**Instructions for the task:** The word "fence" may appear in lines of the data below. Say how many lines hold it, giving only the number.

**Excerpted records:**
++++++++

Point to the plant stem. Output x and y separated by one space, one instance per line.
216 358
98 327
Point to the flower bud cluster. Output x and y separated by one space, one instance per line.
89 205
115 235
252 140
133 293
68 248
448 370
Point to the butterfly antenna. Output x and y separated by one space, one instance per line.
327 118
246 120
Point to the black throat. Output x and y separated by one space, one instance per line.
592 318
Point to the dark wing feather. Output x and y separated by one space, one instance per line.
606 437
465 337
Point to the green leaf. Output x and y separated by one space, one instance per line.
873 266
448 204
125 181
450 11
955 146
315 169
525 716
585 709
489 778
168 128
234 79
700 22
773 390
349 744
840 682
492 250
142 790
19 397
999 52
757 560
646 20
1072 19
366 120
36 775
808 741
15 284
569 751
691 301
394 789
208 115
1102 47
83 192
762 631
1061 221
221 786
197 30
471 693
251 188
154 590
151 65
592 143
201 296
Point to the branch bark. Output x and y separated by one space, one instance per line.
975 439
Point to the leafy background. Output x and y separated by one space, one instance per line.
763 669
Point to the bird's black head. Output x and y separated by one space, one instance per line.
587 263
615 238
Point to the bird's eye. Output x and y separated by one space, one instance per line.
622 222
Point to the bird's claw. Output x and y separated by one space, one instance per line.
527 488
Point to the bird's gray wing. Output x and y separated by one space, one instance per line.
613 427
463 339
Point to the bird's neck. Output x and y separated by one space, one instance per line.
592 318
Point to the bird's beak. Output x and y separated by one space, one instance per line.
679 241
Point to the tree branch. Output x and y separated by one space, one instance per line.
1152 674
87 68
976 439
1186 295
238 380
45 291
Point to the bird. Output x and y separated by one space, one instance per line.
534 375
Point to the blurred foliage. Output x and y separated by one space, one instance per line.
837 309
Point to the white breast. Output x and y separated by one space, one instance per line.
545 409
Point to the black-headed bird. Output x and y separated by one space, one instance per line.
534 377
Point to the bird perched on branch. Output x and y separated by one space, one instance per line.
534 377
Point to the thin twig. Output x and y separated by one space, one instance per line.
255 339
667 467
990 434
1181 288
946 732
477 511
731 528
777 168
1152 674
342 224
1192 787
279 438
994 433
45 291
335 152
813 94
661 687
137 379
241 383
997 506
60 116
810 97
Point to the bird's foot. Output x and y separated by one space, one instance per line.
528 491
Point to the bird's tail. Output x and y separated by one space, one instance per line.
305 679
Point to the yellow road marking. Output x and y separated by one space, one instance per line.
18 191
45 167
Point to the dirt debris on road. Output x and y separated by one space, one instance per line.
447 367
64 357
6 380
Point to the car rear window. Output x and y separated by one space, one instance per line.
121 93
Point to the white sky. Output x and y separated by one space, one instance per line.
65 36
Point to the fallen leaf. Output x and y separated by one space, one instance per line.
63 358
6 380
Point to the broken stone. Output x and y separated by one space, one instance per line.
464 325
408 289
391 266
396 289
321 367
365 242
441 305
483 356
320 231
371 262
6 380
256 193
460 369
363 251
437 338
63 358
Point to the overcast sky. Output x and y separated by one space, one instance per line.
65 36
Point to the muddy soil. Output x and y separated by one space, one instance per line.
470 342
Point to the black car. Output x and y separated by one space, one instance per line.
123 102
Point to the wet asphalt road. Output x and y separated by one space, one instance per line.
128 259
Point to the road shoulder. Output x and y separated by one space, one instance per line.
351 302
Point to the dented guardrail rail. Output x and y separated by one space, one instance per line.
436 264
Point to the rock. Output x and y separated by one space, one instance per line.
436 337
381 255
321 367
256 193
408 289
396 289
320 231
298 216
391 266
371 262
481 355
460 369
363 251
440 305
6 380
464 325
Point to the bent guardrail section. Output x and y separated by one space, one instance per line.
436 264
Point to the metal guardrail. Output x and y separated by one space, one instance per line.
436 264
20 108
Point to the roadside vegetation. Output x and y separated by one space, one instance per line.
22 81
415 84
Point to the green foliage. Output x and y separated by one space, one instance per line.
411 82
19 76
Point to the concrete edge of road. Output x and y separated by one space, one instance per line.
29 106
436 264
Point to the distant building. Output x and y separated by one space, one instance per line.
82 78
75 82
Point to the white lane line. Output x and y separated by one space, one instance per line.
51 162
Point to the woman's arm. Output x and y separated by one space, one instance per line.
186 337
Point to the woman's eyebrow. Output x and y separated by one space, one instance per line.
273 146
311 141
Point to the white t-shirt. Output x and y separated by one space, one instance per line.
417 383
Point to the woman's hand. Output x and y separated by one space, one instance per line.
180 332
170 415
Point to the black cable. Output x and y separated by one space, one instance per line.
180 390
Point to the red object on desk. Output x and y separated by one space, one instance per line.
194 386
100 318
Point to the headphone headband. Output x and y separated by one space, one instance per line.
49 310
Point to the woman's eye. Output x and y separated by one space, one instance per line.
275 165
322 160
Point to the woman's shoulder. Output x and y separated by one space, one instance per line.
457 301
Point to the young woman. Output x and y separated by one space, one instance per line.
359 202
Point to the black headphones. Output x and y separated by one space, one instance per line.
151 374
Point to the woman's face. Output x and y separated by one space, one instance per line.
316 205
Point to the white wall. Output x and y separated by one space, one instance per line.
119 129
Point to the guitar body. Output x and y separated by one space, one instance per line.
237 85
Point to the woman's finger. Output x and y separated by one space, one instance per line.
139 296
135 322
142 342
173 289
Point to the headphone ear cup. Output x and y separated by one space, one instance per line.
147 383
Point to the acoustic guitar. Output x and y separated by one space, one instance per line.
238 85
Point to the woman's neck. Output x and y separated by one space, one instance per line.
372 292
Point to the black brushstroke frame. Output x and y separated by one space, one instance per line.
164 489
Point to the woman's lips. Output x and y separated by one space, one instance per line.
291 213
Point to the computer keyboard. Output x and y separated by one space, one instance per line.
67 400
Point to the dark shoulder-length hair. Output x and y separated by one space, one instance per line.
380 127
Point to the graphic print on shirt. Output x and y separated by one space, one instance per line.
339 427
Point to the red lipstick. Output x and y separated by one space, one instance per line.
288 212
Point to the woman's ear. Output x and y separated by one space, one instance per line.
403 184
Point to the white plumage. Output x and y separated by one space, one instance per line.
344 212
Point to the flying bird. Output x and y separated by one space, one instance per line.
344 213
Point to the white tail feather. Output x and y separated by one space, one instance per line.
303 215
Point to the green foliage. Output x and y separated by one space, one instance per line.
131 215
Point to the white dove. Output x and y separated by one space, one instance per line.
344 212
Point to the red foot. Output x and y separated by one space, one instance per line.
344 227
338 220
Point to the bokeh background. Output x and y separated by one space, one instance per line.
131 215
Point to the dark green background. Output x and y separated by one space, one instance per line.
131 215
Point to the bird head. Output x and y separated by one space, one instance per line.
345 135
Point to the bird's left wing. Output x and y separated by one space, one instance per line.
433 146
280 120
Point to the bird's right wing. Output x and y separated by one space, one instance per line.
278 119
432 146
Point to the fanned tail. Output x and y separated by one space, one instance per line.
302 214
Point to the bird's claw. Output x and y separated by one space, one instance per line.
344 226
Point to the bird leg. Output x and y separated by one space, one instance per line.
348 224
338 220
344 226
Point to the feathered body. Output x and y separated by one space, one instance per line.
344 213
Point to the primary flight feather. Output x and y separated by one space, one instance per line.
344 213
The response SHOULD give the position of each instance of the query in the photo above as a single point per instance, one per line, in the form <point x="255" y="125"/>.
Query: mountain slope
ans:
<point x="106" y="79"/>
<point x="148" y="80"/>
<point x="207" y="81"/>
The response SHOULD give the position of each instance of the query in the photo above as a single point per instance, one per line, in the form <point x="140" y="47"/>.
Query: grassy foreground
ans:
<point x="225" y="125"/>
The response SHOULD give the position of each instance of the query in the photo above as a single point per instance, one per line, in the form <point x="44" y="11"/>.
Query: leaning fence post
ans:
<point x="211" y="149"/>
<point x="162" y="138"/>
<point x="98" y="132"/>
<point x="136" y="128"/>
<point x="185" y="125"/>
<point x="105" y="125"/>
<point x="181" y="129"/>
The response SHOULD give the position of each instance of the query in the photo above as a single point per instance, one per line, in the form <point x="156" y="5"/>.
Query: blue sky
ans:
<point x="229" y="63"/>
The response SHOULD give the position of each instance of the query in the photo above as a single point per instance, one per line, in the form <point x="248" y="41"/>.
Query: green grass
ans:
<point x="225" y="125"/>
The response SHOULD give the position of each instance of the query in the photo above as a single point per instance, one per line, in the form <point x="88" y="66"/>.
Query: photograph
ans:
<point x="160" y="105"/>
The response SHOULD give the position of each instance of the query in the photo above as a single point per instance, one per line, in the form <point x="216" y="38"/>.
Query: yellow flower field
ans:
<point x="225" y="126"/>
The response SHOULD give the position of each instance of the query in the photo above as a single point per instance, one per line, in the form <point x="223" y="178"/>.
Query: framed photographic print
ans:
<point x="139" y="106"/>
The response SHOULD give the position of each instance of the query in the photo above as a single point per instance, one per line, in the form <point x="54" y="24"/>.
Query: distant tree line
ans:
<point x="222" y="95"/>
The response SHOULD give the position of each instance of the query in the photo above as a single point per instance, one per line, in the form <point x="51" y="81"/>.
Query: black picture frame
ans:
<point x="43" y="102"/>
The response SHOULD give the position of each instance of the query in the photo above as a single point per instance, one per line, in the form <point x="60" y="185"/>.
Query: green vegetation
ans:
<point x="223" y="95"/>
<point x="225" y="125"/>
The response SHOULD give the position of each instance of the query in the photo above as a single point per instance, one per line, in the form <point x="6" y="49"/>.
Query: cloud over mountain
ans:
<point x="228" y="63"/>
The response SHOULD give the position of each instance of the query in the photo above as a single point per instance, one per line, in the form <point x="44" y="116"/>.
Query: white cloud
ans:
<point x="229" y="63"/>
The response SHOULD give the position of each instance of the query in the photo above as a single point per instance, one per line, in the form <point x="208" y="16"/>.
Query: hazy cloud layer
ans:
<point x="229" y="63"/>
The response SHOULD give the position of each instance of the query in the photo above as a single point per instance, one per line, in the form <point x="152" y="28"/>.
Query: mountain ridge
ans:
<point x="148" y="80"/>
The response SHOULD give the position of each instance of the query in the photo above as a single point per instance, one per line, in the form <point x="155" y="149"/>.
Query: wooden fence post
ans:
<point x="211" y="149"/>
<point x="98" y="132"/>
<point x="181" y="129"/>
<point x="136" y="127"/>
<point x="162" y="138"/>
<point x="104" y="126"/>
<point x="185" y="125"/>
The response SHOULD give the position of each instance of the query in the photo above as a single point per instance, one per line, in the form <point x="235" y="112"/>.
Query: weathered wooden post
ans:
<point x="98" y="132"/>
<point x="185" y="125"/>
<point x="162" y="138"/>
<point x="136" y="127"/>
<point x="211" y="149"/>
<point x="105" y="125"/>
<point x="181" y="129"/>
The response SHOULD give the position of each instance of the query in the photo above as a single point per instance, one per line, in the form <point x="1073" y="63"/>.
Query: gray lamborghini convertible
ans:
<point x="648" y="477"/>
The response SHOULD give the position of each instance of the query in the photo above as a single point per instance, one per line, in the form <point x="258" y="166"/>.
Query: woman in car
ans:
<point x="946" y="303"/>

++++++++

**Written reply:** 2